** Start of Document excerpt **

Algebra Tiles are a very useful numerical model for positive integers, negative integers, and even variables. Algebra tiles usually come in three main colors: red, yellow, and green.

- The red tiles model negative numbers.
- The yellow tiles model positive numbers.
- Green tiles model unknown quantities, such as the variable x.

Each tile represents a quantity. For example, one red tile represents -1 and two yellow tiles represent +2.

## Modeling Integers Using Algebra Tiles

The set of integers includes zero, positive whole numbers, and negative whole numbers. Integers are represented by this set:

{...-3, -2, -1, 0, 1, 2, 3...}

Algebra tiles are very useful for modeling integers. This is especially useful when first introducing the idea of negative numbers. The red and yellow tiles clearly demonstrate that these are different types of numbers.

Here are examples of modeling positive integers using algebra tiles. The number of tiles represents the numerical value of the integer.

Here are examples of modeling negative integers using algebra tiles. Once again, make a note of the number of tiles and the number that they represent.

## Modeling Zero

You can even model zero by placing a positive tile and a negative tile next to each other. This is called a **zero pair**. By placing one yellow tile next to one red tile, they form a zero pair because of the following fact:

1 + (-1) = 0

There are even multiple ways of modeling zero, so long as equal numbers of red and yellow tiles are used.

Why is it necessary to model zero using algebra tiles? As you'll see, when it comes to solving equations using algebra tiles, creating zero pairs is an important part of the process.

## Adding Integers Using Algebra Tiles

When you're working with number models, you can also model basic operations. Here we look at adding and subtracting integers using algebra tiles.

If you're adding two positive integers, you can use algebra tiles to model the sum. Here's an example. Notice that the sum is positive.

The same idea applies to adding two negative integers. Take a look at this example. Notice that the sum is negative.

When you're adding integers that are a mix of positive and negative numbers, use an algebra tiles model to form zero pairs to find the sum. Here is an example.

** End of Document excerpt **

:: Required actions ::
#1 In the algebra tiles text, what is a yellow tile placed next to a red tile called?
#2 Pick up the algebra tiles text after its last sentence and keep going.

** Start of Entries supplied **

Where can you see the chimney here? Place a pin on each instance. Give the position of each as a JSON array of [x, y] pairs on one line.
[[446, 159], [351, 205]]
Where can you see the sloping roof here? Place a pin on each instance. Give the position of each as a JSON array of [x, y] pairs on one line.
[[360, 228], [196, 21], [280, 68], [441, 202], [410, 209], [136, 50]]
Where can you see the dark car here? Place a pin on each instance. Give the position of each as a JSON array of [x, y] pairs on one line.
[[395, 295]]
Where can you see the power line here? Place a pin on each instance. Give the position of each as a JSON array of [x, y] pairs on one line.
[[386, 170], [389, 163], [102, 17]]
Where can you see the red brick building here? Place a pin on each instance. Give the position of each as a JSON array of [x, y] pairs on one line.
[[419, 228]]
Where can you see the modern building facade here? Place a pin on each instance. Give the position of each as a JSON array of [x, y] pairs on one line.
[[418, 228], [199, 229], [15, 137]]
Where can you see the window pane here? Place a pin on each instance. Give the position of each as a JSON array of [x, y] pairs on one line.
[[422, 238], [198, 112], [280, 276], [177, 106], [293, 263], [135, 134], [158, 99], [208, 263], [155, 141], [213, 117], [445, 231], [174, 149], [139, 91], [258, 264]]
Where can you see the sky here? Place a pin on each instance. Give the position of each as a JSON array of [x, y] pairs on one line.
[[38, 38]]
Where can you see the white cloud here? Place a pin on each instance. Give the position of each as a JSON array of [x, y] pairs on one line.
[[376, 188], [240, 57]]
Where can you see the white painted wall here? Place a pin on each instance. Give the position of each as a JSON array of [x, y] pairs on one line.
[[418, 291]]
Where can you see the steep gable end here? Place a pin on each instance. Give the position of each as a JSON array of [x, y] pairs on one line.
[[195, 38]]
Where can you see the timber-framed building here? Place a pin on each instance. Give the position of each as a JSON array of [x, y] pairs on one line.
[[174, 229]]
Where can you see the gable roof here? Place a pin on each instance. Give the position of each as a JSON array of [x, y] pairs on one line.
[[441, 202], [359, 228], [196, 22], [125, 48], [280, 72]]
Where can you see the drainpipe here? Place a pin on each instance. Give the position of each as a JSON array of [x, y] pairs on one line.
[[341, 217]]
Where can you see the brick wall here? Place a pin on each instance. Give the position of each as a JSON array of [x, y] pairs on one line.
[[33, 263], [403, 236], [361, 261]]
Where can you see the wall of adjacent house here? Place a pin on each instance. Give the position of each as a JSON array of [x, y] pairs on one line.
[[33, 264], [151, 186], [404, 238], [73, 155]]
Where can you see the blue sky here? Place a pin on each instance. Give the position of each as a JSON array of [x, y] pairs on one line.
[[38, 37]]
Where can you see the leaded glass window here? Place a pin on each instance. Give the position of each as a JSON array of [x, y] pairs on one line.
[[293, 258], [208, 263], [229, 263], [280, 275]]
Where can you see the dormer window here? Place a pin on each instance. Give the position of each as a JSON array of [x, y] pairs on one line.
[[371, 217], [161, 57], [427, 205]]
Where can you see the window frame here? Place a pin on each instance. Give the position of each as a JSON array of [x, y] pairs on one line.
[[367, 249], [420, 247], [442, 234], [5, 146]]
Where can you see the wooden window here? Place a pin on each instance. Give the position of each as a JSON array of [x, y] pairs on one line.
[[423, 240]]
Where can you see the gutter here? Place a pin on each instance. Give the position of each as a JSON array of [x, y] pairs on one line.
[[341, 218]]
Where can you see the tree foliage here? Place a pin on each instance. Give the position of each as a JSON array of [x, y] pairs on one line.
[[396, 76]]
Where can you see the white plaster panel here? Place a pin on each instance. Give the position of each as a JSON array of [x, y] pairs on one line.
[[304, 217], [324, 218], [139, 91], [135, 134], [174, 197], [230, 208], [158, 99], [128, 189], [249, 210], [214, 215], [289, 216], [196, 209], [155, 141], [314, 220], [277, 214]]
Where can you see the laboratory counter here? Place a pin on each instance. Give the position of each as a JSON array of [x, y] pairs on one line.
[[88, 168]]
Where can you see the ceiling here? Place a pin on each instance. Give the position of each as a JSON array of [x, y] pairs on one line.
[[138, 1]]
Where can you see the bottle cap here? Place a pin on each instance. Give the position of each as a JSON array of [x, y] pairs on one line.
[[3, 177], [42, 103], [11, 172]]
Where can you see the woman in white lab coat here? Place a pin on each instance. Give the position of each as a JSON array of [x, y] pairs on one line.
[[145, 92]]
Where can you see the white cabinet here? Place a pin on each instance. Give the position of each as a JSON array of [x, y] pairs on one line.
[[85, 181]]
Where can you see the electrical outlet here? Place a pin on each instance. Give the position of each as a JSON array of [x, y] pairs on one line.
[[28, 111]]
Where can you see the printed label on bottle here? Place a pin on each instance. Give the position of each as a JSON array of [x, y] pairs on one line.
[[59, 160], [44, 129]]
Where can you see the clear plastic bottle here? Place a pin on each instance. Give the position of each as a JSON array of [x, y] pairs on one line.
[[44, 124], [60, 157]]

** End of Entries supplied **

:: Responses per task ::
#1 A zero pair.

#2
## Subtracting Integers Using Algebra Tiles

Modeling subtraction with algebra tiles involves the familiar "take away" model. Here's a simple example. Start with the algebra tiles and then take away the number needed. What's left is the difference.

In this example, we have four positive tiles and want to take two away. Since there are four tiles there, then taking two away leaves two tiles.

But what if there are no tiles to "take away"? For example, how would you use algebra tiles to model this subtraction expression?

### 4 – (-2)

If there are four positive tiles (yellow), how can we take away two negative tiles (red)? This is where you use zero pairs. Look at this example.

We start with four yellow tiles (+4), but we can't take away any red tiles. So, add a zero pair that includes two red tiles. Notice the zero pair on the right. Now take away the red tiles and what's left over (+6) is the difference.

## Modeling Expressions

An algebraic expression includes a variable and a number. Here is an example of an algebraic expression:

*x* + 4

Algebra tiles can also be used to model algebraic expressions. To model such expressions, use the tall green tile to model the variable. Take a look at these examples. Make a note of the type of algebra tile used and its color.

## Modeling Equations

When an algebraic expression equals a number, then an equation is formed. Here's such an equation.

*x* + 2 = 1

You can also use algebra tiles to model and solve equations.

This is where zero pairs come into play when solving equations. Use zero pairs to solve for the variable. In the equation shown above, add two red tiles to both sides of the equation to cancel out the two yellow tiles on the left. The result is shown below.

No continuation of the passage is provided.